----- DATA PROVIDED

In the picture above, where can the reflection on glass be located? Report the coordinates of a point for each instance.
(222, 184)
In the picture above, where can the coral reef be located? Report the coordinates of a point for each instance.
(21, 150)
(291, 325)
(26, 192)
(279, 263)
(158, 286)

----------

# THE PROBLEM:
From the preceding material, extract every line exactly.

# YOUR SOLUTION:
In the picture above, where can the reflection on glass be located? Report the coordinates of a point for each instance.
(222, 184)
In the picture above, where can the coral reef be located? Report the coordinates of a point for each instance.
(21, 150)
(291, 325)
(26, 192)
(279, 263)
(158, 286)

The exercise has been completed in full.